● **Consegna 1**
Individua e copia ogni riga dei record in cui compare la parola "smiling", facendo attenzione a maiuscole e minuscole.

:: Estratto della fonte ::

Questa tesi riguarda molti scenari mediorientali e, a mio avviso, trova in Libano un’autorevole conferma nel racconto di un prestigioso leader musulmano, sunnita, l’unico invitato a intervenire a due sinodi della Chiesa cattolica, quello sul Libano e quello sul Medio Oriente.

Lui, Muhammad Sammak, si trovò per caso a fare da traduttore per Pierre Gemayel in occasione di un suo incontro con una delegazione politica canadese poco prima dello scoppio della guerra civile libanese. Erano già tempi tesi per la coesistenza islamo-cristiana in Libano, parliamo degli anni ’70, vigilia della guerra civile libanese – in quell’occasione Sammak tradusse a Gemayel l’idea dei canadesi: gli dissero che se i cristiani libanesi avessero fatto la stessa scelta di Israele determinandosi a costruire uno stato per i cristiani del Libano, loro li avrebbero sostenuti.

Gemayel rispose che non la vedeva così, era Israele che doveva fare come i cristiani del Libano e determinarsi a costruire uno Stato comune con la popolazione musulmana. Pierre Gemayel è presentato molto spesso come il capo della destra cristiana, quella che presto sarebbe giunta a una rivendicazione identitarista che in molti avrebbe puntato proprio all’edificazione dello Stato cristiano, finalmente soli.

Sono stati gli eventi, i fraintendimenti, gli estremismi a cambiare le cose”. Proprio Sammak mi ha detto che in quel tempo la scelta dei musulmani libanesi di sostenere i palestinesi non intendeva mutare la natura multiconfessionale del Libano, era il frutto di una “naturale solidarietà” con chi lottava per i propri diritti, dopo l’espulsione dalle proprie terre. Ma questo, ha proseguito, fu spiegato ai cristiani? Si fu convincenti?

La Siria

Possiamo così soffermarci su quanto di terribile è accaduto in Siria in questi ultimi mesi con i massacri indiscriminati di alawiti, una comunità musulmana considerata eretica”, e di drusi, anche loro comunità massacrata e anche loro comunità musulmana considerata eretica”.

:::
:: Righe in ingresso ::

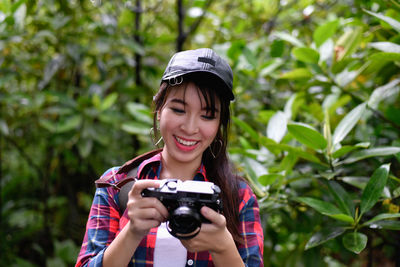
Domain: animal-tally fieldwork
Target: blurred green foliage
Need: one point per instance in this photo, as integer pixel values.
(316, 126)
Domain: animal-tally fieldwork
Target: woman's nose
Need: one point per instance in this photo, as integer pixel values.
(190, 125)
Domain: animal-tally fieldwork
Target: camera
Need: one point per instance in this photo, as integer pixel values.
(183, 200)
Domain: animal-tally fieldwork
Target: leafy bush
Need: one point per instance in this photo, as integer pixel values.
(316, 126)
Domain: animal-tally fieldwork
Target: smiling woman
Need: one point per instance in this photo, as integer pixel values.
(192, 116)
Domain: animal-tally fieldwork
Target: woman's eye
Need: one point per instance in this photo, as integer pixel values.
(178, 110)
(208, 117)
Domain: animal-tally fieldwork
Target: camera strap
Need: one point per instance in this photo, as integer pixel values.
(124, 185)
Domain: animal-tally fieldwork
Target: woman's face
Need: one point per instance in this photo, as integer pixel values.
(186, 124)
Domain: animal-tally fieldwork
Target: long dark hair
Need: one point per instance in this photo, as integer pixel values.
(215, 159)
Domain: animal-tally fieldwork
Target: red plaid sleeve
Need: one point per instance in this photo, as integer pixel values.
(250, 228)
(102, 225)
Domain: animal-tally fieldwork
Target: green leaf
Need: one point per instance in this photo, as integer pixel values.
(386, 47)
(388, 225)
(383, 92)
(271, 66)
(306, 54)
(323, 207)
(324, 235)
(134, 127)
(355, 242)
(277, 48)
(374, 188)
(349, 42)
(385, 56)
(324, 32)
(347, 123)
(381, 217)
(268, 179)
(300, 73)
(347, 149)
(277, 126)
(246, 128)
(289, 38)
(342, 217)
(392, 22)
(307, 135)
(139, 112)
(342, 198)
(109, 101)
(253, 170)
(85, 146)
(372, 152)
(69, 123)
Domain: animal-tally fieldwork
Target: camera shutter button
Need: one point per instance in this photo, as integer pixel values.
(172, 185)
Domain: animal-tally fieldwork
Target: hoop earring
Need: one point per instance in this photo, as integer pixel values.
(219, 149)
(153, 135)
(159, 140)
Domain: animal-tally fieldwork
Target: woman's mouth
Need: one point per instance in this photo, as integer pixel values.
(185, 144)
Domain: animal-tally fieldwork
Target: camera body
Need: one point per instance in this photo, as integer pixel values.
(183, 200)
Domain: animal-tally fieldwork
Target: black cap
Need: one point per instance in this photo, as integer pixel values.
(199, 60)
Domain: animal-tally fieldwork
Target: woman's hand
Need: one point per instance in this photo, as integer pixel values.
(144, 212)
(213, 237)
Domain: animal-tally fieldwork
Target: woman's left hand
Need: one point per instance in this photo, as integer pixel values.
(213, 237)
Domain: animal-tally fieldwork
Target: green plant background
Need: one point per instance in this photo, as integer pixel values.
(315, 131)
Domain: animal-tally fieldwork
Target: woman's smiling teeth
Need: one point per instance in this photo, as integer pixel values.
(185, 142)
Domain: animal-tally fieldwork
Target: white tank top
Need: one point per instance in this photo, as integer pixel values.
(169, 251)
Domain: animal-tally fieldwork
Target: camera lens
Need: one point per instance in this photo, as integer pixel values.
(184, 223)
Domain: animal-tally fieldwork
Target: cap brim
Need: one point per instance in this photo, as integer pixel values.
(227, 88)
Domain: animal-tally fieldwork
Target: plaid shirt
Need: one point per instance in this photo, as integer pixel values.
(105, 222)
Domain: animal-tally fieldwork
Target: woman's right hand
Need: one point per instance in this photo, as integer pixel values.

:::

● **Consegna 2**
Nel testo sul Libano, sostituisci "fraintendimenti" con "malintesi" e riporta tutto il tratto che va da "Gemayel rispose che" fino a "Si fu convincenti?".

● **Risultato finale 1**
Target: smiling woman
Target: woman's smiling teeth

● **Risultato finale 2**
Gemayel rispose che non la vedeva così, era Israele che doveva fare come i cristiani del Libano e determinarsi a costruire uno Stato comune con la popolazione musulmana. Pierre Gemayel è presentato molto spesso come il capo della destra cristiana, quella che presto sarebbe giunta a una rivendicazione identitarista che in molti avrebbe puntato proprio all’edificazione dello Stato cristiano, finalmente soli.

Sono stati gli eventi, i malintesi, gli estremismi a cambiare le cose”. Proprio Sammak mi ha detto che in quel tempo la scelta dei musulmani libanesi di sostenere i palestinesi non intendeva mutare la natura multiconfessionale del Libano, era il frutto di una “naturale solidarietà” con chi lottava per i propri diritti, dopo l’espulsione dalle proprie terre. Ma questo, ha proseguito, fu spiegato ai cristiani? Si fu convincenti?